BEGIN Text to read
Do AG Mukul Rohatgi’s submissions in Lokpal contradict his 2014 legal opinion?

Murali Krishnan November 24 2016
mukul rohatgi

A petition in the Supreme Court of India concerning the appointment of a Lokpal caught the attention of main stream media yesterday. In the course of arguments, the Centre took the stand that it was the absence of a Leader of Opposition which was preventing the Central government from appointing a Lokpal.

The submissions made by Attorney General Mukul Rohatgi yesterday, however, appear to be contradicting the legal opinion tendered by him in 2014. On July 23, 2014 the Attorney General had submitted a legal opinion on recognising the Leader of Opposition in the Lok Sabha.

In his opinion, Rohatgi has stated that the provision in Lokpal and Lok Ayukata Act of 2013 which provides that vacancies in Selection Committee will not invalidate appointments to statutory bodies, covers the situation where Leader of Opposition does not exist. This opinion is in direct conflict with submissions made by the Attorney General yesterday.

Rohatgi, has, however, accepted that errors had crept into the opinion given by him in 2014 since the focus in that opinion was on recognition of Leader of Opposition and not Lokpal.

The hearing

When the case concerning appointment of Lokpal had come up for hearing yesterday, Chief Justice TS Thakur had asked the Central government as to why the appointment continues to be held up.

Rohatgi had replied that the Selection Committee to select Lokpal should be comprised of five persons of which one is the Leader of Opposition. This process had hit a roadblock because there is no Leader of Opposition in Lok Sabha. He also said that the Centre has moved a bill to amend the Act to remove the roadblock and the same is pending in Parliament.

However, the issue is squarely covered by his opinion tendered to the Lok Sabha Secretary General in 2014.
END Text to read
Given task 1
Gather every line of the records below that contains the word "stone".
BEGIN Record set
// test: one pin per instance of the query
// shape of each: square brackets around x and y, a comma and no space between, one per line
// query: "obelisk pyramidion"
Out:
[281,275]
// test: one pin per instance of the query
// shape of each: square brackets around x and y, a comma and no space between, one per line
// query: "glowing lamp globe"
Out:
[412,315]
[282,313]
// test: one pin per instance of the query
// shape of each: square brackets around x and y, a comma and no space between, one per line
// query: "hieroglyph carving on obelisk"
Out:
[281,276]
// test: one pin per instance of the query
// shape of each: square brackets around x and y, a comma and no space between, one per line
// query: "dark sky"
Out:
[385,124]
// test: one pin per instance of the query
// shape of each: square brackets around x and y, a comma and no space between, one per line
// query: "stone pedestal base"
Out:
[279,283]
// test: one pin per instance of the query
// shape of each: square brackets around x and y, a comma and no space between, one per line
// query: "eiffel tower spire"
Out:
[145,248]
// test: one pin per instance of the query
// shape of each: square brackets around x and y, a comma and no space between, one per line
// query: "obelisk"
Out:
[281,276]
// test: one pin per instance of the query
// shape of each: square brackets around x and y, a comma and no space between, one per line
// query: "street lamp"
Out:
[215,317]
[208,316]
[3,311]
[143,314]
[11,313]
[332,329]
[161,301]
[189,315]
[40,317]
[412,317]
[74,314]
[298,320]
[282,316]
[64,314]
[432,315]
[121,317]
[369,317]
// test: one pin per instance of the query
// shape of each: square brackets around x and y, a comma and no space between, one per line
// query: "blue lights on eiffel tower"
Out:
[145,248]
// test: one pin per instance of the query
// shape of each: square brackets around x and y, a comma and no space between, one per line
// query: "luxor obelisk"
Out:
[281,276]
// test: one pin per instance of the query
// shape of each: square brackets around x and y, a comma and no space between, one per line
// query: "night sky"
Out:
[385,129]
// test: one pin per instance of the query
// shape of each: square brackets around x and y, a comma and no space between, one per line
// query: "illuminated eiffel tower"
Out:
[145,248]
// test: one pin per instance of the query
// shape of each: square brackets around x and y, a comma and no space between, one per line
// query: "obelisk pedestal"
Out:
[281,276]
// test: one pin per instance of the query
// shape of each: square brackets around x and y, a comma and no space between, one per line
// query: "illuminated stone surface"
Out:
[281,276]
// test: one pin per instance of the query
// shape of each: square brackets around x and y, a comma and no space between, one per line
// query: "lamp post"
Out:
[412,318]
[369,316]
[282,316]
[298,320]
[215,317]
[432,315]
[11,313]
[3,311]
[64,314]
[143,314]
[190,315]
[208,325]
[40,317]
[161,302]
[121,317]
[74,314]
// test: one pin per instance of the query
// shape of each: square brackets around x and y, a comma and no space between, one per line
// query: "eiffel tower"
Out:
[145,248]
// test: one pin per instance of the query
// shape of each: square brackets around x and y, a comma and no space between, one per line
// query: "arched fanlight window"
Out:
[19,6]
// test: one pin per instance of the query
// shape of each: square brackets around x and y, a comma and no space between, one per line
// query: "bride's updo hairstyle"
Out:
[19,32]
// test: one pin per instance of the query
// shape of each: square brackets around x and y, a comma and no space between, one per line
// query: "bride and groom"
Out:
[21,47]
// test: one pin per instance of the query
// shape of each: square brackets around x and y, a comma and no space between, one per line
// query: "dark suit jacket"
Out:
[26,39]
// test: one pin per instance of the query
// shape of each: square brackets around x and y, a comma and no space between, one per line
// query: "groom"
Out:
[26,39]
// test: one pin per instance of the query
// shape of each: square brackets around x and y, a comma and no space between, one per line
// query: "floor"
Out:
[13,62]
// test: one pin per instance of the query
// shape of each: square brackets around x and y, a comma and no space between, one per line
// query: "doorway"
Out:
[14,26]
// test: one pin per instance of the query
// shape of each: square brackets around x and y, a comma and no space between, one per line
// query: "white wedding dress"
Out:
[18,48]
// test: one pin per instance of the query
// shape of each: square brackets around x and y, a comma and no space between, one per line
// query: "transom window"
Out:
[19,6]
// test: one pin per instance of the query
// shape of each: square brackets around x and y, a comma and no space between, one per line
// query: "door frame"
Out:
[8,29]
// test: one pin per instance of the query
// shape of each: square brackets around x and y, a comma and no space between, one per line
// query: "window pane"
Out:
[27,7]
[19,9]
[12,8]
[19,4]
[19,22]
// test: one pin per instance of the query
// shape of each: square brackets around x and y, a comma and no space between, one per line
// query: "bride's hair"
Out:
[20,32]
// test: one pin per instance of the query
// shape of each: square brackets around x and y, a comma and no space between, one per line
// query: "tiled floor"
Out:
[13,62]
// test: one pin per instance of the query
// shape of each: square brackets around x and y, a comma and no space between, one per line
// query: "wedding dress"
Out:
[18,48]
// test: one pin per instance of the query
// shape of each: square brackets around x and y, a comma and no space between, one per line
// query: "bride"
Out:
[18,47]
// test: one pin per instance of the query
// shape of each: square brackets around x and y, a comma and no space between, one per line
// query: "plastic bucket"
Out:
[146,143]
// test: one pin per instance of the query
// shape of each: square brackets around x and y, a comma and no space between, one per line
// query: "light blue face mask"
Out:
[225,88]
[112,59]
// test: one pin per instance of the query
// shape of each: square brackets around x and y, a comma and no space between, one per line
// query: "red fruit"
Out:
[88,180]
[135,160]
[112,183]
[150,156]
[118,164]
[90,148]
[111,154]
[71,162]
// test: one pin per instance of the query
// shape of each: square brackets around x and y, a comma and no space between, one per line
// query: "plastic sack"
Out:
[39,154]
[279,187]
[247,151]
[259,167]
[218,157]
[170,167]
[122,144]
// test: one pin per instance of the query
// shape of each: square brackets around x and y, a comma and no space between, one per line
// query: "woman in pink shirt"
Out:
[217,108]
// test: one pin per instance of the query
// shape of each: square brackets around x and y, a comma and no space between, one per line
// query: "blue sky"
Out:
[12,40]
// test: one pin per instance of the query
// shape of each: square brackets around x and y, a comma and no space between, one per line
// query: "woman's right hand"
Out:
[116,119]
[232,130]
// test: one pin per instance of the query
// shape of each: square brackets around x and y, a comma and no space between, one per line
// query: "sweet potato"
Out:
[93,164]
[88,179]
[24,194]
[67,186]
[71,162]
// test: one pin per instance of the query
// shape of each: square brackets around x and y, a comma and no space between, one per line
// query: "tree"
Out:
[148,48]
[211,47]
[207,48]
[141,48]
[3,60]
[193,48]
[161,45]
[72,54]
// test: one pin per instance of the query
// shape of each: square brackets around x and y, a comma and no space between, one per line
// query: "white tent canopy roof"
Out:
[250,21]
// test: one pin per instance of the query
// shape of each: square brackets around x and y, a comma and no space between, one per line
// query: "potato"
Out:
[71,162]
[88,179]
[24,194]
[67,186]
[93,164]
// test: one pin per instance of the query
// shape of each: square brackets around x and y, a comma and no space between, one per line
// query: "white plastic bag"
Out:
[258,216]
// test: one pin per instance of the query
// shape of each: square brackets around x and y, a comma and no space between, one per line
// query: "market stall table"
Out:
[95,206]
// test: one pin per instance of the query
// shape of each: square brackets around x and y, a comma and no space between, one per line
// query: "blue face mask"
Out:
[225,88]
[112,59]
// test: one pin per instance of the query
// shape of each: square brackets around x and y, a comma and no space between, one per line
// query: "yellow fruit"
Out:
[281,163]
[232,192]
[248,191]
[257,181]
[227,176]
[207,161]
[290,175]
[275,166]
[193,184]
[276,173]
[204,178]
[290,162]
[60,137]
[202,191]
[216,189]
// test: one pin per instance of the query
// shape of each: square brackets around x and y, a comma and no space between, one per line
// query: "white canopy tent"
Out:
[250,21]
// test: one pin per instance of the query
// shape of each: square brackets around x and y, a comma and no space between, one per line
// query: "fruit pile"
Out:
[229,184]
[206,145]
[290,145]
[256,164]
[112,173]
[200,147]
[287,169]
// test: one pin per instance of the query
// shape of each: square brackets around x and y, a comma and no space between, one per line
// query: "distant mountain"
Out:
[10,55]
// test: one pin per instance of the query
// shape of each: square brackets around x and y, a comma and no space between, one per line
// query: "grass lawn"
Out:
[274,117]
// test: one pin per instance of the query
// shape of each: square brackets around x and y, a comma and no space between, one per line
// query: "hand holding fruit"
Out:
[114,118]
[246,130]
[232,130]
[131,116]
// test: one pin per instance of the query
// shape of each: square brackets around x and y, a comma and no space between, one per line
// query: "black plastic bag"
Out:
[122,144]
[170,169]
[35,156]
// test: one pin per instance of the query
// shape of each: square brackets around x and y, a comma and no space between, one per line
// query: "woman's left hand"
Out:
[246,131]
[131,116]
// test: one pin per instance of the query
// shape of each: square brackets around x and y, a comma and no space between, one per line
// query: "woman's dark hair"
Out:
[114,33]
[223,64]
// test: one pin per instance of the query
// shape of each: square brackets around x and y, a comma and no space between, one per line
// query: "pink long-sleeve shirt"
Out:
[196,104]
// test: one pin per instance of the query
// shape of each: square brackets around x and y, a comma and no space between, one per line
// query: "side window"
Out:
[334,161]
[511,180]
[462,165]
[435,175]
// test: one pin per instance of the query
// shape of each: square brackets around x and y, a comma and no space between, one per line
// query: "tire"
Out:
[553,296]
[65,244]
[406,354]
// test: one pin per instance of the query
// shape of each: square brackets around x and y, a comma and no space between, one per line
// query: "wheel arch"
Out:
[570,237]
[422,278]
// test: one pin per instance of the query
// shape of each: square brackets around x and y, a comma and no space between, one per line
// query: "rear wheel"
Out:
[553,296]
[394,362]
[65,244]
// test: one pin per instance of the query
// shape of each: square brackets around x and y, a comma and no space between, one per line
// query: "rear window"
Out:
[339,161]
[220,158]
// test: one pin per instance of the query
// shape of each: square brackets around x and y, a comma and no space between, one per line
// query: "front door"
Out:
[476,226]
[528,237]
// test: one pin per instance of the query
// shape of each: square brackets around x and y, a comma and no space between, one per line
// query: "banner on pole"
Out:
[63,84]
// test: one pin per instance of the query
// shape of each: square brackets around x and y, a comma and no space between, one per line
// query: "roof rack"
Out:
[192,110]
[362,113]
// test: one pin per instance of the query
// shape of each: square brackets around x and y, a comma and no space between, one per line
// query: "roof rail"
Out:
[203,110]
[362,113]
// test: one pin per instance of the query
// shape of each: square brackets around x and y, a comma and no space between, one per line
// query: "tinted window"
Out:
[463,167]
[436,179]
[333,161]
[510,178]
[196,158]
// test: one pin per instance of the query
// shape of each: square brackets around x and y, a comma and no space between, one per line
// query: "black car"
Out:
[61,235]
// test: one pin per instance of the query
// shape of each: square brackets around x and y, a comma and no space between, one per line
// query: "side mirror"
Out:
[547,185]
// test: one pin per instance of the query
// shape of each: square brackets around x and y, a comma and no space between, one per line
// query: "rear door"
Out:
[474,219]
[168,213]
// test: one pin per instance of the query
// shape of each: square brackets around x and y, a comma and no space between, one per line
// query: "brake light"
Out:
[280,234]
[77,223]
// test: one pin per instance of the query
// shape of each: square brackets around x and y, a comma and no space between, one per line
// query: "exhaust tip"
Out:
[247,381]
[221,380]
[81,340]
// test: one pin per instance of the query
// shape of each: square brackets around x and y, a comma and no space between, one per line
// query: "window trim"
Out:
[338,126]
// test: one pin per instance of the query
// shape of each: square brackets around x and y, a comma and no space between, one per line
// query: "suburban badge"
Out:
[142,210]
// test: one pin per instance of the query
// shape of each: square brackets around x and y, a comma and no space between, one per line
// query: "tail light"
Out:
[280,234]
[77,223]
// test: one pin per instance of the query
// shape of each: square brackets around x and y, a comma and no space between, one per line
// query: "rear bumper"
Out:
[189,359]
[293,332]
END Record set
Given task 2
Reproduce the Lokpal article above word for word, everything from "The hearing" down to "General in 2014.".

Correct output 1
// query: "stone pedestal base"
// query: "illuminated stone surface"

Correct output 2
The hearing

When the case concerning appointment of Lokpal had come up for hearing yesterday, Chief Justice TS Thakur had asked the Central government as to why the appointment continues to be held up.

Rohatgi had replied that the Selection Committee to select Lokpal should be comprised of five persons of which one is the Leader of Opposition. This process had hit a roadblock because there is no Leader of Opposition in Lok Sabha. He also said that the Centre has moved a bill to amend the Act to remove the roadblock and the same is pending in Parliament.

However, the issue is squarely covered by his opinion tendered to the Lok Sabha Secretary General in 2014.